■ Assignment ■
Copy the data below exactly. Any pictures in it should be omitted.

■ Given entries ■
- - - - - - -

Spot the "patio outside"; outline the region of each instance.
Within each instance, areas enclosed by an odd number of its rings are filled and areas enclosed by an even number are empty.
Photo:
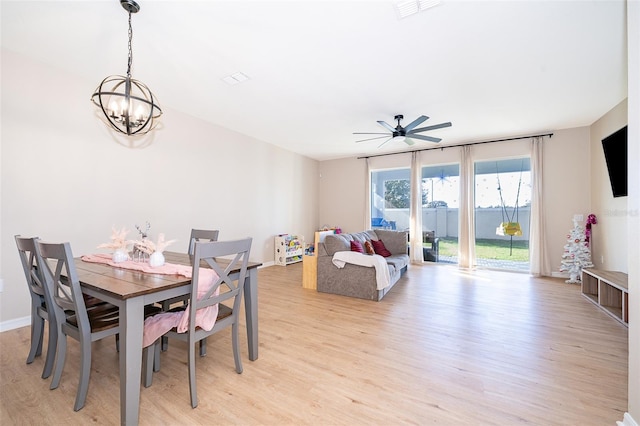
[[[458,239],[440,238],[439,263],[458,263]],[[529,241],[476,240],[476,264],[480,268],[529,272]]]

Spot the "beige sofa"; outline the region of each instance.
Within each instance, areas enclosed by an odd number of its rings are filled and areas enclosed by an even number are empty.
[[[389,269],[389,285],[378,289],[376,270],[373,267],[346,263],[339,268],[333,262],[336,252],[351,251],[350,242],[356,240],[364,245],[365,241],[381,240],[391,256],[383,258]],[[327,235],[324,242],[318,243],[318,284],[323,293],[340,294],[379,301],[398,282],[407,270],[409,255],[407,250],[407,231],[369,230],[353,234]],[[369,256],[363,254],[362,256]]]

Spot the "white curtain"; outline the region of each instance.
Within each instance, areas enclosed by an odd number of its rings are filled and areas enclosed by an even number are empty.
[[[364,197],[364,227],[362,229],[371,229],[371,164],[366,158],[365,167],[365,197]]]
[[[422,263],[422,165],[420,153],[411,153],[411,208],[409,209],[409,254],[411,263]]]
[[[458,265],[473,268],[476,263],[474,222],[474,171],[469,145],[460,148],[460,210],[458,226]]]
[[[545,241],[544,200],[542,197],[542,136],[531,140],[531,225],[529,230],[529,263],[531,275],[551,275]]]

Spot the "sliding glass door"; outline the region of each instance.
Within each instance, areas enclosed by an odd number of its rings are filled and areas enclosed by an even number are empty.
[[[475,203],[477,265],[528,272],[530,159],[476,162]]]
[[[458,263],[460,166],[422,168],[424,260]]]
[[[460,166],[422,168],[422,243],[425,261],[457,263]],[[371,172],[371,228],[408,230],[411,207],[409,168]]]

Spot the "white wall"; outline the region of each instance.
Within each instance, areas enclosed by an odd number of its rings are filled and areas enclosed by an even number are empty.
[[[573,215],[591,213],[589,128],[557,130],[544,145],[545,238],[552,275],[557,275]],[[584,224],[583,224],[584,225]]]
[[[591,209],[598,218],[592,226],[593,263],[597,268],[628,272],[627,199],[613,197],[602,139],[627,124],[627,100],[591,125]],[[604,260],[604,261],[603,261]]]
[[[69,241],[75,255],[111,227],[151,223],[186,250],[191,228],[253,237],[273,262],[273,237],[318,224],[318,162],[164,107],[148,145],[112,137],[89,101],[96,82],[2,50],[0,324],[29,314],[13,236]],[[214,97],[215,99],[215,97]],[[141,141],[136,141],[140,143]]]
[[[318,166],[318,226],[338,226],[343,232],[364,228],[366,162],[355,158],[322,161]]]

- - - - - - -

■ Task output ■
Spot the "patio outside"; outline the region of each instance.
Within each instance, areas enclosed by an odd number of its rings are filled and areas enclosed by an even number are empty.
Photo:
[[[458,239],[440,238],[439,263],[458,263]],[[529,241],[476,240],[476,264],[480,268],[529,272]]]

Spot the "beige sofa"; outline the region of each instance.
Within each instance, areas enclosed by an odd number of its rings are filled and areas enclosed by an even number are empty.
[[[389,269],[389,285],[378,289],[376,270],[373,267],[346,263],[339,268],[333,262],[336,252],[351,251],[350,242],[356,240],[364,245],[365,241],[381,240],[391,256],[383,258]],[[327,235],[324,242],[318,243],[318,284],[323,293],[340,294],[379,301],[398,282],[407,270],[409,255],[407,250],[407,231],[369,230],[353,234]],[[369,256],[363,254],[362,256]]]

Spot the "white curtain"; outline the region of each instance.
Within each instance, areas enclosed by an odd number of its rings are filled and areas enclosed by an even number are empty.
[[[364,197],[364,227],[362,229],[371,229],[371,164],[366,158],[365,167],[365,197]]]
[[[422,263],[422,165],[420,153],[411,153],[411,208],[409,209],[409,254],[411,263]]]
[[[458,265],[473,268],[476,263],[474,222],[474,171],[469,145],[460,148],[460,210],[458,226]]]
[[[545,241],[544,200],[542,197],[542,136],[531,140],[531,225],[529,230],[529,263],[531,275],[551,275]]]

Spot the "sliding glass door"; outline the region of each instance.
Within each instance, areas enclosed by an odd number of its rings are filled and areas enclosed by an even number are empty.
[[[475,203],[477,265],[528,272],[530,159],[476,162]]]
[[[458,263],[460,166],[422,168],[424,260]]]
[[[460,166],[422,168],[422,243],[425,261],[457,263]],[[371,172],[371,228],[408,230],[411,207],[409,168]]]

Spot the "white wall"; outline the region of each instance.
Within each instance, areas enclosed by an odd number of its rings are filled and areas enclosed by an even number are empty.
[[[573,215],[591,213],[589,128],[557,130],[544,145],[545,238],[552,275],[557,275]],[[584,224],[583,224],[584,225]]]
[[[591,209],[598,218],[592,226],[593,263],[597,268],[628,272],[627,199],[613,197],[602,139],[627,124],[627,100],[591,125]],[[604,260],[604,261],[603,261]]]
[[[69,241],[75,255],[111,227],[151,223],[186,250],[191,228],[253,237],[273,262],[273,237],[318,224],[318,162],[164,107],[148,145],[112,137],[89,101],[96,82],[2,50],[0,324],[29,314],[13,236]],[[214,97],[215,99],[215,97]],[[141,141],[136,141],[140,143]]]
[[[318,166],[318,226],[338,226],[343,232],[364,228],[366,162],[355,158],[322,161]]]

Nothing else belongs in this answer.